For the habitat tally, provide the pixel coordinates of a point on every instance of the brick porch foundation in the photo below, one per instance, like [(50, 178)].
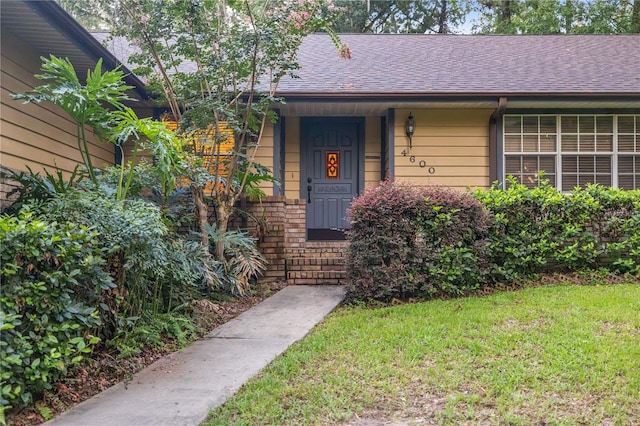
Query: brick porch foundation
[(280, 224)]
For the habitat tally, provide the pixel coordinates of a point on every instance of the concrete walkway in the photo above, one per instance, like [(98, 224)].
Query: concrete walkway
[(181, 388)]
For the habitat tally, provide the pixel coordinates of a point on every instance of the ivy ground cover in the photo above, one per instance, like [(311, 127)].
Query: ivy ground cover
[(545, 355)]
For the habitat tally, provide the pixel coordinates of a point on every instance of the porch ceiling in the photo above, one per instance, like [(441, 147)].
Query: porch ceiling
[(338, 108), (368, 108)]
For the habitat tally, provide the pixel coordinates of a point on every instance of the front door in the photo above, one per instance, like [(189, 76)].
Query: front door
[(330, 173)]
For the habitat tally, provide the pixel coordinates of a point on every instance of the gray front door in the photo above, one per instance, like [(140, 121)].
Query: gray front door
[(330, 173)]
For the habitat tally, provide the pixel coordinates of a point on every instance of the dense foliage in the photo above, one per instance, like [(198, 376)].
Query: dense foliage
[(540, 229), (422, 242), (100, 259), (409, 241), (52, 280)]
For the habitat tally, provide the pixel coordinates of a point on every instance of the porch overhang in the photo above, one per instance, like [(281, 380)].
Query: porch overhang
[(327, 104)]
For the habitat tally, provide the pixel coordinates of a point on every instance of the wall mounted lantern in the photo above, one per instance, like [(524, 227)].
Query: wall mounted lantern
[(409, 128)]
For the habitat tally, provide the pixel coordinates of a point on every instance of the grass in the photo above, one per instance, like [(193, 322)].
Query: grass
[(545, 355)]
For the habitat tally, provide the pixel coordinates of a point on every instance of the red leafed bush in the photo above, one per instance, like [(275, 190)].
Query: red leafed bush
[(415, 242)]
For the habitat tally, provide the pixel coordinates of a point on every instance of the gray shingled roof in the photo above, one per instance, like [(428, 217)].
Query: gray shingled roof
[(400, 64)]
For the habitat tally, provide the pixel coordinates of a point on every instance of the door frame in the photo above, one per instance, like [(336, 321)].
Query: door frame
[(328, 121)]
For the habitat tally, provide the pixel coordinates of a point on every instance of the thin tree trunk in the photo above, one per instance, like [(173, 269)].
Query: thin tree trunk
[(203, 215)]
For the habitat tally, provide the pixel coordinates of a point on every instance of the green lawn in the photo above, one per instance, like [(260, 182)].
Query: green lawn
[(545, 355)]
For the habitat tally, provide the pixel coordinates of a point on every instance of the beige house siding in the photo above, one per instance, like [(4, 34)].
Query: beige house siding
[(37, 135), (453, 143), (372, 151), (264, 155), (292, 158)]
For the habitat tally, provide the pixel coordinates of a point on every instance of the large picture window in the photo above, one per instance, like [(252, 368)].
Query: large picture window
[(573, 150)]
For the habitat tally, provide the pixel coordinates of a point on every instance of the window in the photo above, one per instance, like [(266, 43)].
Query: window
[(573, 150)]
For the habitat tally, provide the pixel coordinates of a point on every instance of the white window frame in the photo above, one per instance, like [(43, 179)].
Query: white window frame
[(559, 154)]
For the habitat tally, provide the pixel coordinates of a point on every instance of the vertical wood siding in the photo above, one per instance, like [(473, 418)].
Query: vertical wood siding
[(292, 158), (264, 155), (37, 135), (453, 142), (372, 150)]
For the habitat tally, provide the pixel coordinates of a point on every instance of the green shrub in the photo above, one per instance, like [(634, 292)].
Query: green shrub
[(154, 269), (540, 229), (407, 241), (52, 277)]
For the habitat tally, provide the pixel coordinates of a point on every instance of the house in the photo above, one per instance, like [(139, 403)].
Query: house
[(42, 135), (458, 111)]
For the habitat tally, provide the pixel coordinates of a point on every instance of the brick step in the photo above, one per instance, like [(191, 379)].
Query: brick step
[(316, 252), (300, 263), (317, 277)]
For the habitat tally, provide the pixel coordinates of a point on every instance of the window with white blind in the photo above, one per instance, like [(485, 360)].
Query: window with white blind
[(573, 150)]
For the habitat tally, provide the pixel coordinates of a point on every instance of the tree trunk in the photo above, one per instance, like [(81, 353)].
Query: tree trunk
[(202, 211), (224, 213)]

WHAT YOU NEED TO DO: Can you render all of the entries above as a JSON list of strings, one string per line with blank lines dropped and any picture left out?

THE SOLUTION:
[
  "For the habitat tally, provide the pixel coordinates of a point on every instance of the brick porch foundation in the photo below, one per instance, like [(50, 178)].",
  "Query: brick porch foundation",
  "[(280, 224)]",
  "For the habitat tally, provide the pixel coordinates of a point on every instance of the concrete walkway in the photo above, one per instance, like [(98, 224)].",
  "Query: concrete walkway",
  "[(181, 388)]",
  "For the habitat tally, provide the pixel coordinates of a point on every instance of the ivy ground cover in the photo above, one per instance, like [(311, 127)].",
  "Query: ivy ground cover",
  "[(545, 355)]",
  "For the habitat tally, provide the pixel coordinates of a point on every instance of the porch ceiling in the photo above, one per instance, like [(441, 147)].",
  "Query: porch ceiling",
  "[(338, 108), (368, 108)]",
  "For the habitat tally, provide the pixel coordinates of a point on every instance of the front door in the photo above, one per instance, like [(189, 76)].",
  "Query: front door",
  "[(330, 173)]",
  "For the habitat tally, provide the pixel coordinates of a point on every instance of the gray front door in the photo above, one per instance, like [(140, 121)].",
  "Query: gray front door",
  "[(330, 173)]",
  "For the habitat tally, provide the pixel coordinates of a point on every instance of the dense foliage in the photo above, one per instance, like [(198, 376)].",
  "Query: dense foliage",
  "[(540, 229), (422, 242), (100, 259), (409, 241), (52, 280)]",
  "For the habitat tally, provide the pixel coordinates of a point on every instance of the porch overhang in the photo above, one per instance, like [(281, 380)].",
  "Query: porch overhang",
  "[(327, 104)]",
  "For the habitat tally, provide the pixel coordinates of a point on every instance of the wall mounted lantern in the photo above, one per instance, like [(524, 227)].",
  "Query: wall mounted lantern",
  "[(409, 128)]",
  "For the habitat tally, provide the pixel coordinates of a point on every instance of the grass in the photo above, one per instance, like [(193, 322)].",
  "Query: grass",
  "[(545, 355)]",
  "For the habitat tally, provide the pixel coordinates of a point on every instance of the red leafed bush in the photo above, one per instance, like [(275, 190)].",
  "Query: red leafed bush",
  "[(415, 242)]",
  "For the habitat tally, provide the pixel coordinates of a point on every instance of the gray shingled roof in the photo above, one per instance, like [(428, 217)].",
  "Query: gray shingled roof",
  "[(400, 64)]",
  "For the habitat tally, provide the pixel coordinates of a point on every instance of the door frame in the photo above, one per instance, like [(336, 321)].",
  "Query: door frame",
  "[(328, 121)]",
  "For the habitat tally, provide the pixel coordinates of a point on every instance of the thin tree trunk in the photo above, one per instance, like [(173, 269)].",
  "Query: thin tree trunk",
  "[(203, 215)]",
  "For the habitat tally, provide the pixel coordinates of a point on every instance of the green lawn in the photo above, one per instance, like [(260, 182)].",
  "Query: green lawn",
  "[(545, 355)]",
  "For the habitat tally, provide the pixel coordinates of a point on every instance of the beige house siding in the photo above, one per instance, like [(4, 34)].",
  "Query: beige house siding",
  "[(37, 135), (453, 143), (372, 151), (264, 155), (292, 158)]",
  "For the habitat tally, provide the pixel coordinates of a point on every instance of the large picture window in the photo above, one per instance, like [(252, 368)].",
  "Query: large picture window",
  "[(573, 150)]",
  "For the habitat tally, provide the pixel coordinates of a point on every instance of the window in the photo above, one per instance, like [(266, 43)].",
  "Query: window",
  "[(573, 150)]",
  "For the habitat tally, provide the pixel coordinates of a point on every instance of the white window frame in the photo above, one per instance, like [(43, 179)].",
  "Query: white window frame",
  "[(559, 154)]",
  "For the habitat tally, provide the pixel coordinates of a point on every instance of the vertical wood siding in the photo above, one per instance, like [(473, 418)].",
  "Query: vertical wood siding",
  "[(292, 158), (264, 155), (37, 135), (453, 142), (372, 150)]",
  "For the habitat tally, provide the pixel coordinates of a point on every instance of the green shrub in the photo above, one per instance, like [(634, 292)].",
  "Query: green shrub",
  "[(154, 269), (540, 229), (407, 241), (52, 277)]",
  "For the habitat tally, provide the pixel coordinates of a point on every instance of the house in the photo above, one per instance, like [(139, 403)].",
  "Query: house",
  "[(42, 135), (458, 111)]",
  "For the habitat tally, provide the pixel coordinates of a point on every instance of the brick step in the photo above, one per instance, like [(191, 379)].",
  "Query: brick step",
  "[(316, 252), (300, 263), (317, 277)]",
  "For the habitat tally, provide the pixel coordinates of a point on every instance of the window with white blind in the photo above, one per instance, like [(485, 360)].",
  "Query: window with white blind",
  "[(573, 150)]",
  "For the habitat tally, provide the pixel coordinates of a point on every instance of the tree trunk in the photo above, one per instance, like [(81, 353)].",
  "Query: tree trunk",
  "[(202, 211), (224, 213)]"
]